#### [ESTRATTO DELLA FONTE]
I miei dubbi dottrinali riguardano l’accesso al purgatorio e non l’aiuto delle anime ivi giunte (a mezzo delle messe, delle opere di carità e delle indulgenze).
A tal proposito il catechismo della chiesa cattolica recita:
1030 Coloro che muoiono nella grazia e nell’amicizia di Dio, ma sono imperfettamente purificati, sebbene siano certi della loro salvezza eterna, vengono però sottoposti, dopo la loro morte, ad una purificazione, al fine di ottenere la santità necessaria per entrare nella gioia del cielo.
1. Vorrei che lei mi spiegasse cosa significa, concretamente “grazia e amicizia di Dio” e come si mantiene tale condizione dopo il battesimo.
Ho letto una sua risposta sull’unzione degli infermi che conferisce grazia e che può condurre direttamente al paradiso (seppur vi siano visioni teologiche discordanti) oppure al purgatorio.
2. Ecco, tutti questi “passaggi” non mi sono chiari. E propongo alcuni esempi e altrettante domande, riproponendo la Sua abituale sistematicità a “punti”:
– Se un uomo si battezza, ma poi conduce una vita distante dalla Chiesa e da Gesù Cristo, non viene sottoposto ad altri sacramenti, ma alla fine della sua vita chiede e riceve l’unzione degli infermi, dove va la sua anima?
– Se un uomo si battezza, ma poi conduce una vita distante dalla Chiesa e da Gesù Cristo, non viene sottoposto ad altri sacramenti e alla fine della sua vita NON riceve l’unzione degli infermi, dove va la sua anima?
– Se un uomo si battezza e conduce una vita in seno alla chiesa e con il cuore a Gesù Cristo, viene sottoposto ai sacramenti, ma durante la sua vita si allontana dalla chiesa e NON riceve l’unzione degli infermi, dove va la sua anima?
3. Raramente ho conosciuto sacerdoti che alle esequie, seppur di fronte ad un defunto solo battezzato e poi totalmente disinteressato ad un qualsiasi rapporto con Dio e con la Chiesa, si sono espressi in modo “negativo” o magari “dubbio” di fronte all’accesso in paradiso dell’anima del defunto. E’ concorde con me? Se si, cosa ne pensa? Non crede che seppur con le più buone intenzioni (anche rispetto alla “cura” dei vivi) tale atteggiamento sia scorretto?
La ringrazio per la sua pazienza.
Vittorio
Risposta del sacerdote
Caro Vittorio,
1. per grazia s’intende la partecipazione alla vita di Dio. Nella Scrittura è presentata con l’immagine di una veste bianca che conferisce all’anima un certo splendore.
Per amicizia con Dio s’intende la virtù della carità, che secondo san Tommaso è un’amicizia soprannaturale con Dio.
Quest’amicizia soprannaturale non nasce da noi, è un dono suo, liberamente accolto.
L’amicizia con Dio (la carità) fa sì che la persona ami la volontà di Dio, proprio come succede tra autentici amici dove uno ama e fa volentieri la volontà dell’altro.
A motivo di questa carità Dio abita in noi e noi in Dio, come dice San Giovanni: “Dio è amore; chi rimane nell’amore rimane in Dio e Dio rimane in lui” (1 Gv 4,16).
2. Sull’unzione degli infermi.

#### [DATI DA USARE]
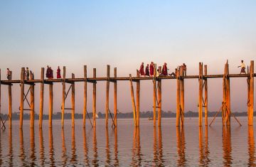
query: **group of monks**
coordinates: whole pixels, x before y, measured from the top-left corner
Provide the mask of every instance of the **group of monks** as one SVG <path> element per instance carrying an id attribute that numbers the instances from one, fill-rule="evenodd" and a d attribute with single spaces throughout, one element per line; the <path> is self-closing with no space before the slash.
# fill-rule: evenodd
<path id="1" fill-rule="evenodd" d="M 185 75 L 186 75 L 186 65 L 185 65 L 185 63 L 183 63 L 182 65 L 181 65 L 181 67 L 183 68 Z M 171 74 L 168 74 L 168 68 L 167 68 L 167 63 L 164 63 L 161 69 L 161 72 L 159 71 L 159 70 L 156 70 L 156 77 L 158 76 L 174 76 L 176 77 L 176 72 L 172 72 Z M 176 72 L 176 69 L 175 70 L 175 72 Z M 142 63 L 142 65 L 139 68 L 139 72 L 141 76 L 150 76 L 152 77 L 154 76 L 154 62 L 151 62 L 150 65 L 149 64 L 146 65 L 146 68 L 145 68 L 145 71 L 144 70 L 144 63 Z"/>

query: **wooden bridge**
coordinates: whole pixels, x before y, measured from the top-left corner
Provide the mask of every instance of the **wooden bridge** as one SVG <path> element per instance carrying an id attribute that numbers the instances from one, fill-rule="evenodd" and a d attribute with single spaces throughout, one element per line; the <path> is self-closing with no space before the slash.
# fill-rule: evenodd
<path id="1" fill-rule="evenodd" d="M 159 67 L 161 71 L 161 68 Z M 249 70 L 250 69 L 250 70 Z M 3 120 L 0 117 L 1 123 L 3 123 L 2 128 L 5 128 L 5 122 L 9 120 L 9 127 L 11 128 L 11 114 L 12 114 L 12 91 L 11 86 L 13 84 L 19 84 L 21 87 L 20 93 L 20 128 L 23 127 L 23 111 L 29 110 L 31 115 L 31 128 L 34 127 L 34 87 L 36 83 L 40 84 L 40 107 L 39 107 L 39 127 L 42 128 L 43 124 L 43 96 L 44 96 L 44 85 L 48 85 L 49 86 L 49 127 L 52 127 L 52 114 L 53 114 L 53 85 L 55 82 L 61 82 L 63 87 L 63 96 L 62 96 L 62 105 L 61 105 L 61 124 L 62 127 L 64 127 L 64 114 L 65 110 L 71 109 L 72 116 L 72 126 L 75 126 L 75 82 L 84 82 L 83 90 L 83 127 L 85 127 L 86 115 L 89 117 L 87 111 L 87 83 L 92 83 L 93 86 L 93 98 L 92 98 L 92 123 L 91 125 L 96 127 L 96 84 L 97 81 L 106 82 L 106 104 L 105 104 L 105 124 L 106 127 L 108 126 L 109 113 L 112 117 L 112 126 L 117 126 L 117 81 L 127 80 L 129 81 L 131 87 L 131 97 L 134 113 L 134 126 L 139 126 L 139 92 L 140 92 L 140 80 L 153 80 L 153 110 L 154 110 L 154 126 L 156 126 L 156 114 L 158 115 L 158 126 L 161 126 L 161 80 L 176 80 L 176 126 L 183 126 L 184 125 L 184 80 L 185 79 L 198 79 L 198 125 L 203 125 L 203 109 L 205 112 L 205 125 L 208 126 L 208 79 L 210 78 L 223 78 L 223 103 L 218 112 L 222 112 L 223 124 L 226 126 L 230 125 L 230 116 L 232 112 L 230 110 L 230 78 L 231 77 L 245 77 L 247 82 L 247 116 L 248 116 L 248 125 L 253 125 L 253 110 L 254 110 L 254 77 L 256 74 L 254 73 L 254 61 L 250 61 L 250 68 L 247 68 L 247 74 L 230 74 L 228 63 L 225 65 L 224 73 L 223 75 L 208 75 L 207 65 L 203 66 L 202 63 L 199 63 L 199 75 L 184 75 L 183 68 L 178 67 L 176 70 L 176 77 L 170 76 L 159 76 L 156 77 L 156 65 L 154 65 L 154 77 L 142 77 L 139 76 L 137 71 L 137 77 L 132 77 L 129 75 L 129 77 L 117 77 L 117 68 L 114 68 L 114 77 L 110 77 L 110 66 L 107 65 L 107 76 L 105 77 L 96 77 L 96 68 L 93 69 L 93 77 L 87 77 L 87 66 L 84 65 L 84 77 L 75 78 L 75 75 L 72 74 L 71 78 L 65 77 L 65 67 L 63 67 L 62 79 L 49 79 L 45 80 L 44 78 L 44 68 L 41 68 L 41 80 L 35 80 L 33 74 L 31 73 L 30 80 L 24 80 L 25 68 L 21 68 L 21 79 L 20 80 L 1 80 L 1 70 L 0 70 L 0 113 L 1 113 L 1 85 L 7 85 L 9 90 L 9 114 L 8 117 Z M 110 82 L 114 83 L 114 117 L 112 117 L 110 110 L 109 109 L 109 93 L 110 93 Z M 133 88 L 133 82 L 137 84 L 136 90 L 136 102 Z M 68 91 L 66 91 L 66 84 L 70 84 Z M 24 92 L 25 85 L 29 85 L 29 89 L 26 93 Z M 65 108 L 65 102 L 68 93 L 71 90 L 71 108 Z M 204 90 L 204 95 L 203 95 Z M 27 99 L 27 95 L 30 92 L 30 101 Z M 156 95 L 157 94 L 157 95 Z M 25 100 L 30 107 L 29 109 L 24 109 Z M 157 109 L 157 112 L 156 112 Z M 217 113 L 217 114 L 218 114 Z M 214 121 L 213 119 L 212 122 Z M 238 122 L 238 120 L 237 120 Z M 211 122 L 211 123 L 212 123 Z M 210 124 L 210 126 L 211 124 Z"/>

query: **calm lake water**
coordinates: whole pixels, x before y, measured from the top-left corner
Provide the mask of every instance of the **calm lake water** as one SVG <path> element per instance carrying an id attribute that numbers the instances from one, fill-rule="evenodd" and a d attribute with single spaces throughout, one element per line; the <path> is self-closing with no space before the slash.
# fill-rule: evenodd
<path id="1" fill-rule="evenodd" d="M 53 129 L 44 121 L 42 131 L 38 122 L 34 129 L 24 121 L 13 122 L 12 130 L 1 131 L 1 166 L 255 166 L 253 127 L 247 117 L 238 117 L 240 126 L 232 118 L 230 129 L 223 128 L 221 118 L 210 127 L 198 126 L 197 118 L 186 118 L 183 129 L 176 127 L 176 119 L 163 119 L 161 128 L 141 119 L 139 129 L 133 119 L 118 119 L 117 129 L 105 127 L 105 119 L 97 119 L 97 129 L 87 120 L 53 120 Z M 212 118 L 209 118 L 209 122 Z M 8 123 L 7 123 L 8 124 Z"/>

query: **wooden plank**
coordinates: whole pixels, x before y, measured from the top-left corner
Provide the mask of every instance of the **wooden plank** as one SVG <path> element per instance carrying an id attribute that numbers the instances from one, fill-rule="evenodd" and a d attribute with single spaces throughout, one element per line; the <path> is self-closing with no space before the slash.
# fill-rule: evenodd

#### [COMPITO ASSEGNATO A]
Individui e trascriva ogni riga dei dati che contiene la stringa "query".
#### [COMPITO ASSEGNATO B]
Riprenda lo scritto sul purgatorio, continuandolo dopo l'ultima frase riportata.

#### [RISPOSTA A]
query: **group of monks**
query: **wooden bridge**
query: **calm lake water**
query: **wooden plank**

#### [RISPOSTA B]
L’unzione degli infermi rimette i peccati veniali. Il peccato mortale viene rimesso ordinariamente con la confessione.
Ma quando questa risulta impossibile, l’unzione degli infermi rimette anche il peccato grave purché ve ne sia stato almeno un pentimento imperfetto (attrizione): “Il Sacramento dona inoltre, se necessario, il perdono dei peccati e porta a termine il cammino penitenziale” (Rito 6).
San Tommaso dice: “Siccome tale energia viene dalla grazia, la quale è incompatibile col peccato, ne segue che, se trova nell’anima un peccato mortale o veniale, lo cancella quanto alla colpa, purché non vi sia ostacolo da parte di chi lo riceve” (Suppl. 30,1).
3. Sul far entrare direttamente in Paradiso San Tommaso è più sfumato.
Già il testo menzionato dice che rimette il peccato quanto alla colpa. SE questo lascia intravedere che possa rimanere qualche pena da scontare.
Inoltre dice che “questa unzione è l’ultimo rimedio che la Chiesa può dare, quasi come disposizione prossima alla gloria” (Suppl. 32, 2). Infatti “l’effetto principale di questo sacramento è lo stato di benessere spirituale necessario a chi esce da questo mondo e si avvia alla gloria” (Ib., ad 2).
Di fatto ci si avvia alla gloria anche andando in purgatorio.
Questo dipende dalle disposizioni che questo Sacramento trova nel soggetto che lo riceve.
4. Rispondendo adesso ai tre quesiti che mi hai posto dico:
– circa il primo: dipende dai sentimenti di pentimento con cui chiede il sacramento.
– circa il secondo: tutto dipende dalle disposizioni interiori.
Se non è pentito dei suoi peccati si perde eternamente.
– circa il terzo: la domanda non si capisce bene.
Probabilmente vuoi dire: se dire che comincia bene, ma poi si allontana e muore senza sacramenti. Se è così, tutto dipende dalle disposizioni interiori, come nel secondo caso.
5. Circa quanto non viene detto dai sacerdoti durante le esequie di un battezzato che non ha più frequentato i sacramenti, va ricordato che nessuno non conosciamo il destino eterno di una persona, a meno che la Chiesa si impegni per qualcuno con la canonizzazione.
Il destino eterno può dipendere dalle disposizioni interiori alimentate al termine della propria vita. E queste le conosce solo Dio.
6. Dal momento però che il defunto è stato portato in chiesa, pare logico che il sacerdote in quel momento esorti a pregare per la sua anima e ad invocare anche per lui la misericordia di Dio perché nella Gerusalemme del cielo “non entra nulla d’impuro” (Ap 21,27).
In altri momenti potrà, anzi dovrà usare toni diversi, ma non nel momento delle esequie deve fare così. Deve pregare.
Augurandoti di perseverare fino alla fine e di entrare direttamente nella Gerusalemme del cielo, ti ricordo al Signore e ti benedico.